## [Exercise details]
Return the listing below verbatim. Pictures do not belong in the copy.
--- start of Records for this task ---
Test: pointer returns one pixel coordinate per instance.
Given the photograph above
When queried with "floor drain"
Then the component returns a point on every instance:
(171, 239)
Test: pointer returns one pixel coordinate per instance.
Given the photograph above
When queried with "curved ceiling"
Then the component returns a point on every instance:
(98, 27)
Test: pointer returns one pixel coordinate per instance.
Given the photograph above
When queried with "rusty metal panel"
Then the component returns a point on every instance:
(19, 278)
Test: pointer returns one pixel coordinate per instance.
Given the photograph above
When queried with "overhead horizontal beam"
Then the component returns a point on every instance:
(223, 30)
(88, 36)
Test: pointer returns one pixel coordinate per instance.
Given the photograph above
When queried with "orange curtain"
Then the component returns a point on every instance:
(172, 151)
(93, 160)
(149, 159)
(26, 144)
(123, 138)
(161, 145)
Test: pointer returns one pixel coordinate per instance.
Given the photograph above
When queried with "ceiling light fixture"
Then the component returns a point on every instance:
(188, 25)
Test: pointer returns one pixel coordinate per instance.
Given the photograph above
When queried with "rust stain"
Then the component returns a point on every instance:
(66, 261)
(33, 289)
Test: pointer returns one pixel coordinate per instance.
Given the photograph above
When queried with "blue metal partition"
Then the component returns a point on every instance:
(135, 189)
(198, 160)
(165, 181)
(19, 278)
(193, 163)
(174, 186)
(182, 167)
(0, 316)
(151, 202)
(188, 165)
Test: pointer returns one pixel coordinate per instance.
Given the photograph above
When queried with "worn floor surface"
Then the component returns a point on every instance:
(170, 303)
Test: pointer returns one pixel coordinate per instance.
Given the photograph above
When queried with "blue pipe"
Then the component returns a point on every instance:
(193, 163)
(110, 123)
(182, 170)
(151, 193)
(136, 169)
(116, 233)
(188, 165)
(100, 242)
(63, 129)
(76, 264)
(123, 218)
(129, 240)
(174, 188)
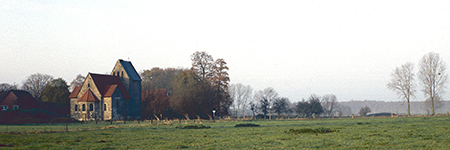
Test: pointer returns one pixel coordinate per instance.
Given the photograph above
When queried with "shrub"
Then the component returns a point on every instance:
(247, 125)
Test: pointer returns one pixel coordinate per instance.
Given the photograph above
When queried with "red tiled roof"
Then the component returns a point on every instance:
(88, 96)
(110, 90)
(104, 84)
(75, 92)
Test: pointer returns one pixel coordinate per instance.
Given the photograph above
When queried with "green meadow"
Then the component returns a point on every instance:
(358, 133)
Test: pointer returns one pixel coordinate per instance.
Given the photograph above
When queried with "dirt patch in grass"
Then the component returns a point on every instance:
(307, 130)
(247, 125)
(197, 126)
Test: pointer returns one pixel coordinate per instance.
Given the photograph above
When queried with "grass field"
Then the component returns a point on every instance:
(359, 133)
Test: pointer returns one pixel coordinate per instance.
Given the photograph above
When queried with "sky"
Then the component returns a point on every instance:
(299, 48)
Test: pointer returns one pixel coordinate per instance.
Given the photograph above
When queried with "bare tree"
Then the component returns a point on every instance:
(241, 95)
(36, 83)
(433, 77)
(220, 81)
(202, 64)
(7, 87)
(281, 105)
(402, 82)
(268, 94)
(330, 104)
(437, 104)
(78, 81)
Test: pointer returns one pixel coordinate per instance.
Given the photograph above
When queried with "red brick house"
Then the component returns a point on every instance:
(15, 99)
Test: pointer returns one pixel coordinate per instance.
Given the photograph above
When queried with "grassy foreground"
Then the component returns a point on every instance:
(360, 133)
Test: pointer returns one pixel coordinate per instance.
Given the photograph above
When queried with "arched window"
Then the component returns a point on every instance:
(91, 107)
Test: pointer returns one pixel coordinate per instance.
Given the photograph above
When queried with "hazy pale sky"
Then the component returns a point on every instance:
(346, 48)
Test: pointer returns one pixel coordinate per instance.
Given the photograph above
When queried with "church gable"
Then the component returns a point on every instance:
(126, 70)
(108, 97)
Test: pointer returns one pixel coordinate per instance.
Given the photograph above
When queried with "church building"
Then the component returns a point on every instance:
(108, 97)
--- end of Records for this task ---
## [The response]
Test: pointer returns one pixel coordinate per instance.
Given the photograph above
When queried with "floor drain"
Then the component returns a point on every instance:
(171, 239)
Test: pointer returns one pixel coordinate per instance.
Given the photograph above
When queried with "curved ceiling"
Then the component returns a point on every instance:
(98, 27)
Test: pointer returns one pixel coordinate per instance.
Given the photograph above
When queried with "rusty metal panel"
Then the component returns a point on every instance:
(19, 278)
Test: pointer returns one pixel coordinate per instance.
Given the photograph above
When queried with "overhead horizontal beam"
Then the component returns a point on every instance:
(223, 30)
(88, 36)
Test: pointer returns one pixel coordinate per instance.
Given the photograph above
When queried with "orange curtain"
Then the component returns a point on every instance:
(172, 151)
(93, 160)
(149, 159)
(26, 144)
(123, 138)
(161, 145)
Test: pointer returns one pixel coordinate per instance.
Given the photograph above
When queried with "ceiling light fixture"
Then the component returns a point on every instance:
(188, 25)
Test: pointer returns one pixel coordinate per instance.
Given the photograph above
When queried with "rust stain"
Then the component returns a point on every instance:
(66, 261)
(33, 289)
Test: pointer returns one pixel coordinate per instance.
Given the photograph above
When queried with "blue metal partition"
Then the component returns a point on every instance:
(135, 189)
(198, 160)
(165, 181)
(19, 278)
(193, 163)
(174, 186)
(182, 167)
(0, 316)
(151, 202)
(188, 165)
Test: pointer returns one pixel coordinate per instance.
Given the photograph above
When queried with "worn floor surface"
Then the component returns a point on every instance:
(170, 303)
Test: pointer returns one pixel coordinate per instance.
Given the photograph above
When queried with "blue pipe"
Then the component returns a point on every instance:
(193, 163)
(110, 123)
(182, 170)
(151, 193)
(136, 169)
(116, 233)
(188, 165)
(100, 242)
(63, 129)
(76, 264)
(123, 218)
(129, 240)
(174, 188)
Test: pointer returns one pixel coordinate per instance.
Given the photograph above
When queried with "shrub"
Then the component returns a point on every instance:
(247, 125)
Test: pointer returns one pixel coordinate per instance.
Given the photograph above
When queried with "red tiled roof"
Then the component returns a point on every instance:
(88, 96)
(110, 90)
(104, 84)
(75, 92)
Test: pointer returns one pixel coordinate per instance.
Given the photograph above
When queried with "green meadow"
Then the component returns a point on every instance:
(358, 133)
Test: pointer returns one pixel coordinate per instance.
Given the photograph above
When queried with "dirt patch in grass"
Then the component returns a point on every instance:
(307, 130)
(247, 125)
(197, 126)
Test: pointer returns one pixel coordinate per instance.
Given the photograph above
When queried with "grass field"
Then the component returns a point on every instance:
(359, 133)
Test: pointer returns one pixel coordinate per instance.
Given the photograph above
When queried with "sky"
Then the component returns a point on every instance:
(299, 48)
Test: pointer returns one pixel coordinate per instance.
Given the photograph above
When queried with "bare tree"
Then the component returns a point on every instance:
(241, 95)
(36, 83)
(433, 77)
(220, 81)
(202, 64)
(7, 87)
(281, 105)
(402, 82)
(268, 94)
(330, 104)
(437, 104)
(78, 81)
Test: pointer returns one pixel coordinate per instance.
Given the photograph above
When queried with "red brick house"
Then the component returns a point on every instance:
(15, 99)
Test: pointer returns one pixel coordinate per instance.
Given the photograph above
When queried with "grassy foreground"
Then the component returns a point on every instance:
(360, 133)
Test: pointer returns one pixel coordinate per instance.
Given the photograph above
When queried with "arched window"
Then the component returns a point on every instance:
(91, 107)
Test: pointer returns one pixel coordinate per instance.
Given the photograph above
When queried with "hazy pale sky"
Then the component returns a point on every instance:
(346, 48)
Test: pointer returns one pixel coordinate per instance.
Given the photograph above
When queried with "church gable"
Then the component returns a point on every instance:
(126, 70)
(108, 97)
Test: pointer returns one pixel coordinate per instance.
Given the photograph above
When queried with "church building"
Then the component returns a point on every instance:
(108, 97)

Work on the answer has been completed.